- Records shown
══════════════════════════════

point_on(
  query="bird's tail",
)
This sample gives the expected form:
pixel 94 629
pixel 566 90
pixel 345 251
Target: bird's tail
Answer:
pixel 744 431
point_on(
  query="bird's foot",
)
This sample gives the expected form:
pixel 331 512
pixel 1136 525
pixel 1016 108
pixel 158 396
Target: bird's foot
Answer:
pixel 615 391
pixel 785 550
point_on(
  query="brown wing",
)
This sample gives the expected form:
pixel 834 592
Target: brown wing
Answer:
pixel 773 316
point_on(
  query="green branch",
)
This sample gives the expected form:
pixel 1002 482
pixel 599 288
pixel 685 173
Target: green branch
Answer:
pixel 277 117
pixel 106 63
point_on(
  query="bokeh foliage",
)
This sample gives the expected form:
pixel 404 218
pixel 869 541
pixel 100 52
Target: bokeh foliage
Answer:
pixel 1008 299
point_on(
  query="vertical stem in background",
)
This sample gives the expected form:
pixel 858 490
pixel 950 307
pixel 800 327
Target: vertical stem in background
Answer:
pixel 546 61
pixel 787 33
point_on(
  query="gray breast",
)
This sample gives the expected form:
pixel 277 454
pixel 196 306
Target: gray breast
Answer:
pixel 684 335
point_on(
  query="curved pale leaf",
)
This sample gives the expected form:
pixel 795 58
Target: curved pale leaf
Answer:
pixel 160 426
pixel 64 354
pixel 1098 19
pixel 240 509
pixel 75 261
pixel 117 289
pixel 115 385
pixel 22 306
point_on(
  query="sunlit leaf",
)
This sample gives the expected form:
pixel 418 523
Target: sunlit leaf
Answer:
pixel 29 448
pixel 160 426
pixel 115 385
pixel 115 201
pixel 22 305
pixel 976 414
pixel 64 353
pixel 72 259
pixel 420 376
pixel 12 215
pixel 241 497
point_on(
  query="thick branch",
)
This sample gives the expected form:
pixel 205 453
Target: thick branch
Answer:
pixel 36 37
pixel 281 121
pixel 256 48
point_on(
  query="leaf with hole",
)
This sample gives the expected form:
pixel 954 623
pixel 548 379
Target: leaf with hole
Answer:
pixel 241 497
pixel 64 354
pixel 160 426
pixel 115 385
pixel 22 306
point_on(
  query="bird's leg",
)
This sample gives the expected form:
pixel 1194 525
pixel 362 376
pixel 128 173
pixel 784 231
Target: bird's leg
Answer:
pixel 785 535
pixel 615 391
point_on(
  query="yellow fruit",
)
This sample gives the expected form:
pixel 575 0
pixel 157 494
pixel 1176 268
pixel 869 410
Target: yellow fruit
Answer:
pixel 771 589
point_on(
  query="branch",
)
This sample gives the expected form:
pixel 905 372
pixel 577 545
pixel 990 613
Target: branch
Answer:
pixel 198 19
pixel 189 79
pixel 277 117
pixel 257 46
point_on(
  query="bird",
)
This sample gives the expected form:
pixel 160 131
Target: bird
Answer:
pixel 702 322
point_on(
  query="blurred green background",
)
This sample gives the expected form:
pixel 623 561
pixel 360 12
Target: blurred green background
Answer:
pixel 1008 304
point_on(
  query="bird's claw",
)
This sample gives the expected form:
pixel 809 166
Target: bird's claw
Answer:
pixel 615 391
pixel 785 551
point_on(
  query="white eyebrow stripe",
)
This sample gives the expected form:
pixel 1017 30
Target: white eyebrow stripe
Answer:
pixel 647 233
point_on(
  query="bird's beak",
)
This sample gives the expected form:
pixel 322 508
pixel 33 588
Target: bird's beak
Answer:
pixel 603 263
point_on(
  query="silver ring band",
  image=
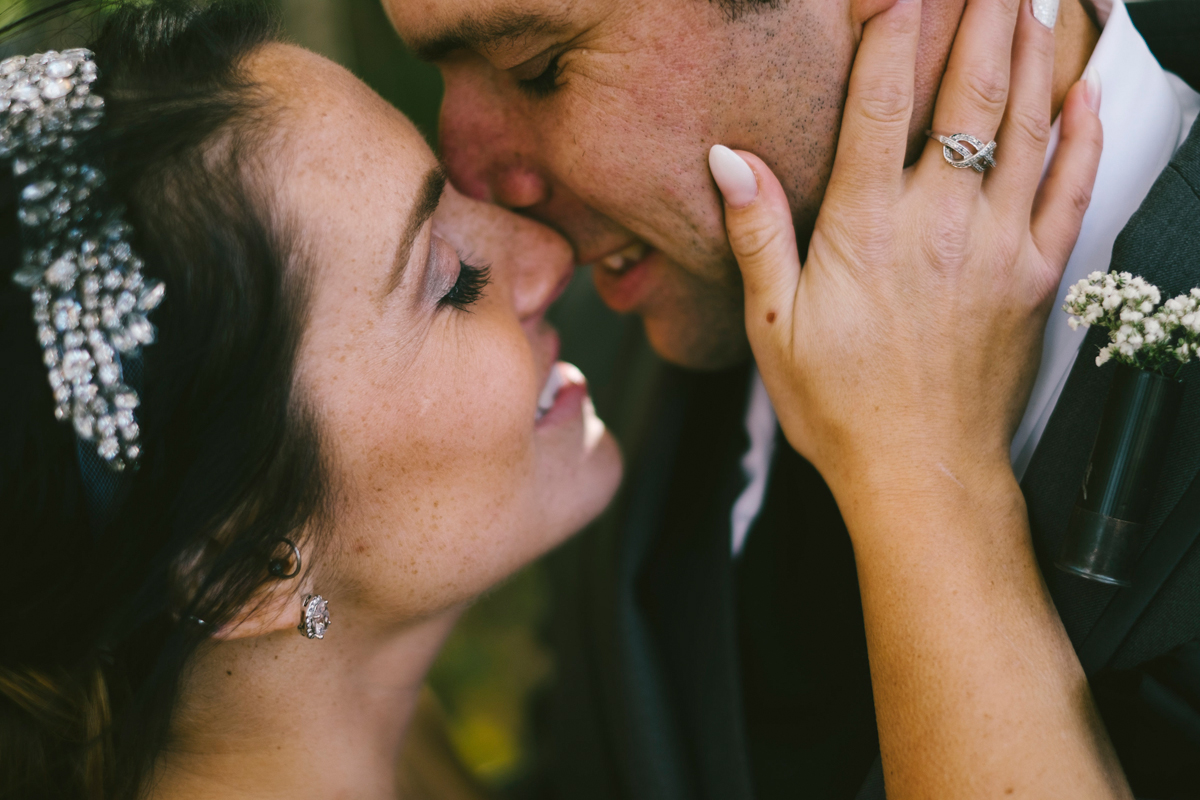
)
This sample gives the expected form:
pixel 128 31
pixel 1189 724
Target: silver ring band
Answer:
pixel 981 157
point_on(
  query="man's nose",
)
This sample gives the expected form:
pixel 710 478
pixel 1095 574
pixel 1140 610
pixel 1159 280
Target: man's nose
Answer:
pixel 486 151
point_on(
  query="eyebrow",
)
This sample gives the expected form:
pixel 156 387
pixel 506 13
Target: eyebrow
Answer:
pixel 423 209
pixel 480 35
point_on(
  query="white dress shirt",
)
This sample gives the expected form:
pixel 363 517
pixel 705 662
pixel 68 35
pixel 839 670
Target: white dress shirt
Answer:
pixel 1147 114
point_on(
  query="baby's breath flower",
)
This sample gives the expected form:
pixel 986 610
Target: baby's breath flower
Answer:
pixel 1144 331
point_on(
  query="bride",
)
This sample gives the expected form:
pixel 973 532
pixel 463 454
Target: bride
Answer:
pixel 353 407
pixel 279 402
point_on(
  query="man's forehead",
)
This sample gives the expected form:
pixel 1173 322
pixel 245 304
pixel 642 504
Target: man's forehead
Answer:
pixel 436 29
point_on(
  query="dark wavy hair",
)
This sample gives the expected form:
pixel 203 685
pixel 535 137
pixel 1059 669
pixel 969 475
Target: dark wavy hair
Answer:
pixel 100 614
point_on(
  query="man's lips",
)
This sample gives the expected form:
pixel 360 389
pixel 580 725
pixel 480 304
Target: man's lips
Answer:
pixel 622 282
pixel 624 258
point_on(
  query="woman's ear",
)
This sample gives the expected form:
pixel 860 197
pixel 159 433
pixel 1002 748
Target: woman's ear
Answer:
pixel 277 606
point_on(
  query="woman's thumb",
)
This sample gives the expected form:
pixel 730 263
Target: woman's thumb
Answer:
pixel 759 223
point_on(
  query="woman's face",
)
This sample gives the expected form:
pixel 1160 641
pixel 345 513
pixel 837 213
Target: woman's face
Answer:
pixel 426 382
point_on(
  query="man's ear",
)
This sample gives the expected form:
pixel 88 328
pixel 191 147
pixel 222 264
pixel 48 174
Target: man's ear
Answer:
pixel 276 607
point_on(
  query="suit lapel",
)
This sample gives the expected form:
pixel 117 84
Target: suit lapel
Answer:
pixel 685 589
pixel 1159 244
pixel 641 729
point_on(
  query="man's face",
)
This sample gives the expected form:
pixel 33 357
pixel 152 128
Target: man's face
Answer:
pixel 595 116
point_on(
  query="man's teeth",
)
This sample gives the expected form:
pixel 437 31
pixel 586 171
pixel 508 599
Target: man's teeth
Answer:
pixel 550 391
pixel 625 258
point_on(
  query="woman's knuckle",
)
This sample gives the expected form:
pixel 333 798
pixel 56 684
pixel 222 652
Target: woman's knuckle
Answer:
pixel 987 89
pixel 1031 125
pixel 755 240
pixel 883 103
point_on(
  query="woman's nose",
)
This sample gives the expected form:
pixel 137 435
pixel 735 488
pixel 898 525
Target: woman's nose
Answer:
pixel 541 269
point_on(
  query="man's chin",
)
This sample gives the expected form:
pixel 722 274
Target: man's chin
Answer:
pixel 699 344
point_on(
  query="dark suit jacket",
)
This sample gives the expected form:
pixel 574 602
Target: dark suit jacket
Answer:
pixel 648 701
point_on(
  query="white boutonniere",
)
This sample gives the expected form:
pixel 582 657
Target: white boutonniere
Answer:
pixel 1143 334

══════════════════════════════

- Set problem
Reproduce all of the material above line for line, without changing anything, and leave the pictures out.

- Answer to the problem
point_on(
  query="bird's tail",
)
This sample gives the expected form:
pixel 94 629
pixel 566 90
pixel 345 251
Target: bird's tail
Answer:
pixel 744 431
point_on(
  query="bird's foot",
)
This sample gives the expected form:
pixel 331 512
pixel 1136 525
pixel 1016 108
pixel 158 396
Target: bird's foot
Answer:
pixel 615 391
pixel 785 550
point_on(
  query="brown wing",
)
This sample gives the expected form:
pixel 834 592
Target: brown wing
Answer:
pixel 773 316
point_on(
  query="green branch",
)
This sample gives the expected form:
pixel 1002 482
pixel 599 288
pixel 685 173
Target: green branch
Answer:
pixel 277 117
pixel 106 63
point_on(
  query="bokeh foliage",
)
This sample gives the expected form:
pixel 404 218
pixel 869 541
pixel 100 52
Target: bokeh foliage
Answer:
pixel 1008 299
point_on(
  query="vertical stem in background",
)
This sample gives the expected form:
pixel 858 490
pixel 950 307
pixel 800 327
Target: vertical stem in background
Answer:
pixel 546 61
pixel 787 33
point_on(
  query="gray breast",
)
This sample gives the expected form:
pixel 277 454
pixel 196 306
Target: gray breast
Answer:
pixel 684 335
point_on(
  query="curved pale leaf",
)
This sample gives the expected form:
pixel 795 58
Target: curved pale leaf
Answer:
pixel 160 426
pixel 64 354
pixel 1098 19
pixel 240 509
pixel 75 261
pixel 117 289
pixel 115 385
pixel 22 306
point_on(
  query="sunlit leaf",
)
This sample gives the expected form:
pixel 418 523
Target: sunlit leaf
Answer:
pixel 29 448
pixel 160 426
pixel 115 385
pixel 115 201
pixel 22 305
pixel 976 414
pixel 64 353
pixel 72 259
pixel 420 376
pixel 12 215
pixel 241 497
point_on(
  query="thick branch",
)
This sample gives the expected form:
pixel 205 453
Target: thick branch
Answer:
pixel 36 37
pixel 281 121
pixel 256 48
point_on(
  query="leaf with hole",
)
This sample gives the expected form:
pixel 954 623
pixel 548 379
Target: leaf with hole
Answer:
pixel 241 497
pixel 64 354
pixel 160 426
pixel 115 385
pixel 22 306
point_on(
  query="bird's leg",
)
This sample gives the expected form:
pixel 1194 525
pixel 362 376
pixel 128 173
pixel 784 231
Target: bird's leg
Answer:
pixel 785 535
pixel 615 391
point_on(
  query="yellow fruit",
)
This sample gives the expected form:
pixel 575 0
pixel 157 494
pixel 1176 268
pixel 869 410
Target: yellow fruit
Answer:
pixel 771 589
point_on(
  query="branch",
)
This sample gives the expected form:
pixel 905 372
pixel 577 545
pixel 990 613
Target: branch
Answer:
pixel 198 19
pixel 189 79
pixel 277 117
pixel 257 46
point_on(
  query="bird",
)
This sample gives the expected form:
pixel 160 131
Target: bird
Answer:
pixel 702 322
point_on(
  query="blurred green background",
)
This sample gives the expected form:
pixel 623 561
pixel 360 12
Target: blurred green background
Answer:
pixel 1008 304
point_on(
  query="bird's claw",
)
This sample gives the expected form:
pixel 809 166
Target: bird's claw
Answer:
pixel 615 391
pixel 785 551
point_on(
  query="white eyebrow stripe",
)
This sample gives the expected form:
pixel 1017 30
Target: white eyebrow stripe
Answer:
pixel 647 233
point_on(
  query="bird's beak",
)
This sample gives the expected form:
pixel 322 508
pixel 33 588
Target: bird's beak
Answer:
pixel 603 263
point_on(
  query="silver ring band",
  image=
)
This sample gives the expected form:
pixel 128 31
pixel 1189 724
Target: silver ring band
Answer:
pixel 981 157
point_on(
  query="man's nose",
)
This sample gives the expected form:
pixel 710 478
pixel 1095 574
pixel 1140 610
pixel 1159 280
Target: man's nose
Answer:
pixel 486 151
point_on(
  query="eyebrow",
)
This sample gives the expected form:
pixel 156 387
pixel 506 13
Target: eyebrow
Answer:
pixel 423 209
pixel 480 35
point_on(
  query="white dress shirt",
)
This sample gives the expected form:
pixel 363 517
pixel 705 662
pixel 68 35
pixel 839 670
Target: white dress shirt
Answer:
pixel 1147 114
point_on(
  query="baby's breath flower",
)
This sample gives the expected form:
pixel 986 610
Target: baby's breath flower
Answer:
pixel 1144 331
point_on(
  query="bride",
)
This sample gives the expected form:
pixel 973 532
pixel 463 454
Target: bride
Answer:
pixel 353 407
pixel 279 402
point_on(
  query="man's forehead",
)
This sample gives the expected form:
pixel 1173 322
pixel 245 304
pixel 642 504
Target: man's forehead
Answer:
pixel 436 29
point_on(
  query="dark wavy hair",
)
This sample gives the expected form:
pixel 203 685
pixel 535 137
pixel 1059 669
pixel 969 475
Target: dark wavy hair
Answer:
pixel 100 614
point_on(
  query="man's lips",
)
This sample gives the expected form:
pixel 360 389
pixel 580 725
pixel 480 304
Target: man's lips
Answer:
pixel 622 282
pixel 624 258
point_on(
  query="woman's ear",
)
This sample gives the expected form:
pixel 860 197
pixel 159 433
pixel 1002 748
Target: woman's ear
Answer:
pixel 277 606
point_on(
  query="woman's thumb",
)
This sample gives the expected form:
pixel 730 263
Target: woman's thumb
Answer:
pixel 759 223
point_on(
  query="woman's face",
)
This sample gives the expected form:
pixel 1160 641
pixel 345 513
pixel 837 213
Target: woman's face
Answer:
pixel 426 382
point_on(
  query="man's ear",
)
This sample gives the expected form:
pixel 88 328
pixel 191 147
pixel 222 264
pixel 48 174
Target: man's ear
Answer:
pixel 276 607
point_on(
  query="suit lapel",
)
This sample gives the expected form:
pixel 117 84
Target: suit lapel
Answer:
pixel 685 589
pixel 1159 244
pixel 641 729
point_on(
  query="man's face",
)
This sample gives the expected form:
pixel 33 357
pixel 152 128
Target: man's face
Answer:
pixel 595 116
point_on(
  query="man's teeth",
)
This sample gives the expected form:
pixel 437 31
pixel 586 171
pixel 508 599
Target: man's teeth
Answer:
pixel 550 391
pixel 625 258
point_on(
  query="woman's knuckle",
)
This sample gives the expected form:
pixel 333 798
pixel 56 684
pixel 222 652
Target: woman's knuckle
Answer:
pixel 987 89
pixel 1031 125
pixel 755 240
pixel 883 103
point_on(
  query="woman's nose",
)
This sample gives the expected form:
pixel 137 435
pixel 735 488
pixel 898 525
Target: woman's nose
Answer:
pixel 541 269
point_on(
  query="man's chin",
)
This sample gives the expected form:
pixel 722 274
Target: man's chin
Answer:
pixel 699 344
point_on(
  query="dark suit jacket",
)
This sample gives the expected form:
pixel 574 602
Target: dark suit jacket
Answer:
pixel 648 701
point_on(
  query="white boutonniere",
)
This sample gives the expected form:
pixel 582 657
Target: white boutonniere
Answer:
pixel 1143 334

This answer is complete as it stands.